An exact transcript is needed of the material below, beginning at the line that contains "122 57 L 140" and continuing through its last line; nothing else should appear.

========

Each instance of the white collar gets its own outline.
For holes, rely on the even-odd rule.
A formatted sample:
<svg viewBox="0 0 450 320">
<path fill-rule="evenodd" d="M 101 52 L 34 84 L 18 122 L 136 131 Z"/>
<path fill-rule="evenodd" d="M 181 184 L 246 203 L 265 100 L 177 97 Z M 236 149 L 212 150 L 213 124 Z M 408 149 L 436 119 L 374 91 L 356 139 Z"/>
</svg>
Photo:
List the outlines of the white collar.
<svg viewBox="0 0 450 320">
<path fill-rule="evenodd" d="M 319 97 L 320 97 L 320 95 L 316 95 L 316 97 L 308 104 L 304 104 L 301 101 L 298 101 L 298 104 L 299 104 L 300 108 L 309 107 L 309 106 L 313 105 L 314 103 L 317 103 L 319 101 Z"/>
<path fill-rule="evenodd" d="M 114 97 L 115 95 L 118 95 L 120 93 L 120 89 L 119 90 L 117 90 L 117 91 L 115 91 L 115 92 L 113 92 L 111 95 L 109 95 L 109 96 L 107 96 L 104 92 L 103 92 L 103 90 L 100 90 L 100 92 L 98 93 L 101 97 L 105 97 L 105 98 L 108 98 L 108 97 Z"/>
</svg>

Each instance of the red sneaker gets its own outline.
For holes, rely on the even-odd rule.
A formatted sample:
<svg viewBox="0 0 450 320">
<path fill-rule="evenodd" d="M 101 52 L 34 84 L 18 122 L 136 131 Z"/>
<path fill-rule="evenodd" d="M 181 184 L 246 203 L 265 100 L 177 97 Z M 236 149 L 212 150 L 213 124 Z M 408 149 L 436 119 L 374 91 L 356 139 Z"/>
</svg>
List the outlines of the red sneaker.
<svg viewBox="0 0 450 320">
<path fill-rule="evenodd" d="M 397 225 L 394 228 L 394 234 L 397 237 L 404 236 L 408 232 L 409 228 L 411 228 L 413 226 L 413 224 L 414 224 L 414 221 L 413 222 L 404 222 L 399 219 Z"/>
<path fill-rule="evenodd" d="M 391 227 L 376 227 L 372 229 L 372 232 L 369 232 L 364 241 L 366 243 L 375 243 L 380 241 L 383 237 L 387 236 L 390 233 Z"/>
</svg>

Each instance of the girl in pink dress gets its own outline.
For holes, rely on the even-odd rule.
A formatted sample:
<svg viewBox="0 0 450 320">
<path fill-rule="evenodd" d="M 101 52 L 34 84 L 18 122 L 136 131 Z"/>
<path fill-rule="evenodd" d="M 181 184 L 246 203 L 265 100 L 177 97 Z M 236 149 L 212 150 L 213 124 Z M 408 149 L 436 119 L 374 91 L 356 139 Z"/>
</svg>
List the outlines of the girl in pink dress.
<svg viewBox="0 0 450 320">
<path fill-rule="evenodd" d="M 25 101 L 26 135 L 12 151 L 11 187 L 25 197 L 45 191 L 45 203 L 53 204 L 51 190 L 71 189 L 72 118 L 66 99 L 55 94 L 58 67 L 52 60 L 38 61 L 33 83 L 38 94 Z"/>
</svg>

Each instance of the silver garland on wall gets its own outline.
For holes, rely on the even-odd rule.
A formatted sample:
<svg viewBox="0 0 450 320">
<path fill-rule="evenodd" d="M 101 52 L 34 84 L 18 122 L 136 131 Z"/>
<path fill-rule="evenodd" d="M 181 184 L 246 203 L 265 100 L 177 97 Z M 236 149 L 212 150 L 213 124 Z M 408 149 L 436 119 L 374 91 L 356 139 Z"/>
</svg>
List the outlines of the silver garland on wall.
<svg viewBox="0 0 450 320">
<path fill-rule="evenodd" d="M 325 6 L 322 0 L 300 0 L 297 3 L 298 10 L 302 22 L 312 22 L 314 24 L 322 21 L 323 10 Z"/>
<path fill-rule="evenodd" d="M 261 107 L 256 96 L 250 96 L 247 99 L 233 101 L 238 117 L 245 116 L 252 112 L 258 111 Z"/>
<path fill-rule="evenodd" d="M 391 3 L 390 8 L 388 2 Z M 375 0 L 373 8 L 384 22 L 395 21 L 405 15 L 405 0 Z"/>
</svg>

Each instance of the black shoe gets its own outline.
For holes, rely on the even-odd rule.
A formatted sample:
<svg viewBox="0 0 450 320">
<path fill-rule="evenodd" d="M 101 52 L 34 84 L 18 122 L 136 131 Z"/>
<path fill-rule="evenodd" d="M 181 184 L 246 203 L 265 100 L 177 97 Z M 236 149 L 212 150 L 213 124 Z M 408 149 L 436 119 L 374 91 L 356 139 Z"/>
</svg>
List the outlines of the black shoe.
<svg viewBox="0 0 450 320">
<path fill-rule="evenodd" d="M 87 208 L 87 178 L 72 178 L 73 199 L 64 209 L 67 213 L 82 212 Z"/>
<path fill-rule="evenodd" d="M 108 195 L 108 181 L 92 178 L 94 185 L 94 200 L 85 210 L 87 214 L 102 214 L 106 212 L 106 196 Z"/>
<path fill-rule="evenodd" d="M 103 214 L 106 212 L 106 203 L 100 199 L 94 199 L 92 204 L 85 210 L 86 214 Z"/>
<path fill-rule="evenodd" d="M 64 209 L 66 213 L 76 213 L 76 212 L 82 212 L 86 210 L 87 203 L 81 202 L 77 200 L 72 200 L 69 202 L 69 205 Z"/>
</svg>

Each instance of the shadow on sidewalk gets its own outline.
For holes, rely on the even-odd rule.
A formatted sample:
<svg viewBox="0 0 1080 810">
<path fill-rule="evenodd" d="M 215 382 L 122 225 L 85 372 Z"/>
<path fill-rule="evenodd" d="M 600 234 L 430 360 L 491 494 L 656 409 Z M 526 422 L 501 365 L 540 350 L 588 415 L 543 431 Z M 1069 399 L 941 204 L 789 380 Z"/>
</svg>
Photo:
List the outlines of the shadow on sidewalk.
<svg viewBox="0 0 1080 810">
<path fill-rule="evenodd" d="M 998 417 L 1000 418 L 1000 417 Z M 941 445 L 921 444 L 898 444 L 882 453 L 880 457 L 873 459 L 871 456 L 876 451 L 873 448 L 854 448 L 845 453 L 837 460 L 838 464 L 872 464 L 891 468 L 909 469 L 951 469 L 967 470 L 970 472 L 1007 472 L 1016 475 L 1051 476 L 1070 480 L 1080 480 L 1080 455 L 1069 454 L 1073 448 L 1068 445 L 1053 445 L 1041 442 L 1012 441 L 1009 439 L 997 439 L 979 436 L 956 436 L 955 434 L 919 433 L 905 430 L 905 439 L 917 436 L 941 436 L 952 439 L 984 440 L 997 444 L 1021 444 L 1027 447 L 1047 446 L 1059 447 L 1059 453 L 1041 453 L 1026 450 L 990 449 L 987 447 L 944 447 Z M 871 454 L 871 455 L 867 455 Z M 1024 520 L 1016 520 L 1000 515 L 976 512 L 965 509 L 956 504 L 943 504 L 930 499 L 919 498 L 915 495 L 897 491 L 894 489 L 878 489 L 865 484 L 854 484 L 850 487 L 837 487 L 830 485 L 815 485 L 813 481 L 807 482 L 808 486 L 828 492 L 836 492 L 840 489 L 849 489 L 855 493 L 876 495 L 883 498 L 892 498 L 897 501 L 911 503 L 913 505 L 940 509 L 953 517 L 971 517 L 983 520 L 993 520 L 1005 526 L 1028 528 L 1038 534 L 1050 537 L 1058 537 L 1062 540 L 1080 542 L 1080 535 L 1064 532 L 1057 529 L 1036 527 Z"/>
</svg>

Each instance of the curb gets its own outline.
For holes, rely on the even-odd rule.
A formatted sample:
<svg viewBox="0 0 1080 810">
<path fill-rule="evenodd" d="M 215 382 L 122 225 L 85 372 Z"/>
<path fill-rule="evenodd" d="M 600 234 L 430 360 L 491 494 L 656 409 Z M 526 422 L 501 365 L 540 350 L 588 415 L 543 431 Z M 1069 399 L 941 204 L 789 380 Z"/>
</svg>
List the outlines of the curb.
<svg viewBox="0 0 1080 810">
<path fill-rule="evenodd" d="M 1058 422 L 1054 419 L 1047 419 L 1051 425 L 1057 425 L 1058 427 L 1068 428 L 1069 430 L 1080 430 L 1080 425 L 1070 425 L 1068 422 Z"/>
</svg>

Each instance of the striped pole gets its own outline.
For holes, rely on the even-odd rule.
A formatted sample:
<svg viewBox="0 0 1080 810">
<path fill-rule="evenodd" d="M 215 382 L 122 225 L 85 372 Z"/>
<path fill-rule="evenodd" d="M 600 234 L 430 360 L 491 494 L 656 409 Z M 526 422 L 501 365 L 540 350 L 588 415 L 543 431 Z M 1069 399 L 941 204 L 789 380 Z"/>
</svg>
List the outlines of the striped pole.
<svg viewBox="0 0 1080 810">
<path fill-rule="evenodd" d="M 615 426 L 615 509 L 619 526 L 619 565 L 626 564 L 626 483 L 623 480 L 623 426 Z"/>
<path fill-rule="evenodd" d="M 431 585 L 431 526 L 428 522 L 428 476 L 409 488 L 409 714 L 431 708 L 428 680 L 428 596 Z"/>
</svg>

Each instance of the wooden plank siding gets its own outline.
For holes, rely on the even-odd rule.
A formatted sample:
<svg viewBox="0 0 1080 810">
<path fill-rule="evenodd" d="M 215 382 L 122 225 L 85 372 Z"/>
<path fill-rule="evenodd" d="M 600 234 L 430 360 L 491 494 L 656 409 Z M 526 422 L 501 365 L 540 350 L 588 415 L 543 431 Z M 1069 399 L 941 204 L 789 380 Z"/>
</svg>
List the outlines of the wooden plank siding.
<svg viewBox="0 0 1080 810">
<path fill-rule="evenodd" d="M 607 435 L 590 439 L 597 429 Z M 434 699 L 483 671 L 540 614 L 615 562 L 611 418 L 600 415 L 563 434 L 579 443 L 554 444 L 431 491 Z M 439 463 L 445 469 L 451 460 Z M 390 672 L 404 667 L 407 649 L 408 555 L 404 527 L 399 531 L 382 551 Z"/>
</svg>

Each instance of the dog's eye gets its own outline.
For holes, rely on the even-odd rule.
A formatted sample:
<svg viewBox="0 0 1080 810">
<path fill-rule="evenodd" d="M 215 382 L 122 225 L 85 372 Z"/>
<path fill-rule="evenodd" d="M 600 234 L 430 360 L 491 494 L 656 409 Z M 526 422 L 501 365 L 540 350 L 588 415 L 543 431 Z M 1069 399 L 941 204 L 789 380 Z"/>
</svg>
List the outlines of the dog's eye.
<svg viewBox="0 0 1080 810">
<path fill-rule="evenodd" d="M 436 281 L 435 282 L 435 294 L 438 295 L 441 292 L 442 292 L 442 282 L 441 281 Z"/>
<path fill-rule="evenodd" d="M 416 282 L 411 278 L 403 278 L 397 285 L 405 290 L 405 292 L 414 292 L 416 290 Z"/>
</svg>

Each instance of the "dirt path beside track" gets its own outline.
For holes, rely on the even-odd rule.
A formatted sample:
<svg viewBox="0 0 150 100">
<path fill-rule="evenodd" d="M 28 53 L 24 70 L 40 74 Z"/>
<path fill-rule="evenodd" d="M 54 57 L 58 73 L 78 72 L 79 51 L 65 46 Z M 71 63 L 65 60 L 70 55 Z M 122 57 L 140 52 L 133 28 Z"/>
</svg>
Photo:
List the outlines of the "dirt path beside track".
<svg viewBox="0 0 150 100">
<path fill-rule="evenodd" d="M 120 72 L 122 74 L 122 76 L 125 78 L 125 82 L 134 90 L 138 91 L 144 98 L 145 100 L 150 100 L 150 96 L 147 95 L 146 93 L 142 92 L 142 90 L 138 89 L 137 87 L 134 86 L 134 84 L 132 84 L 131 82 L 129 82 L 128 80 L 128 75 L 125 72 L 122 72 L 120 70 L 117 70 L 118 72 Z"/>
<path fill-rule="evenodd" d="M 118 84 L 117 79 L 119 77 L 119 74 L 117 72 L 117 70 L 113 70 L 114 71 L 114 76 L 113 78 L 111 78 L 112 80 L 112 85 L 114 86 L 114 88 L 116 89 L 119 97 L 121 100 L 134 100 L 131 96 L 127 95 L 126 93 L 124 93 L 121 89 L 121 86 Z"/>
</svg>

========

## YOUR SOLUTION:
<path fill-rule="evenodd" d="M 54 57 L 58 73 L 78 72 L 79 51 L 65 46 Z M 71 63 L 65 60 L 70 55 Z M 122 57 L 140 52 L 133 28 Z"/>
</svg>
Photo:
List the outlines of the "dirt path beside track".
<svg viewBox="0 0 150 100">
<path fill-rule="evenodd" d="M 120 72 L 122 74 L 122 76 L 125 78 L 125 82 L 134 90 L 138 91 L 144 98 L 145 100 L 150 100 L 150 96 L 147 95 L 146 93 L 142 92 L 142 90 L 138 89 L 137 87 L 134 86 L 134 84 L 132 84 L 131 82 L 129 82 L 128 80 L 128 75 L 125 72 L 122 72 L 120 70 L 117 70 L 118 72 Z"/>
<path fill-rule="evenodd" d="M 118 84 L 117 79 L 119 77 L 119 74 L 117 72 L 117 70 L 113 70 L 114 71 L 114 76 L 113 78 L 111 78 L 112 80 L 112 85 L 114 86 L 114 88 L 116 89 L 119 97 L 121 100 L 134 100 L 131 96 L 127 95 L 126 93 L 124 93 L 121 89 L 121 86 Z"/>
</svg>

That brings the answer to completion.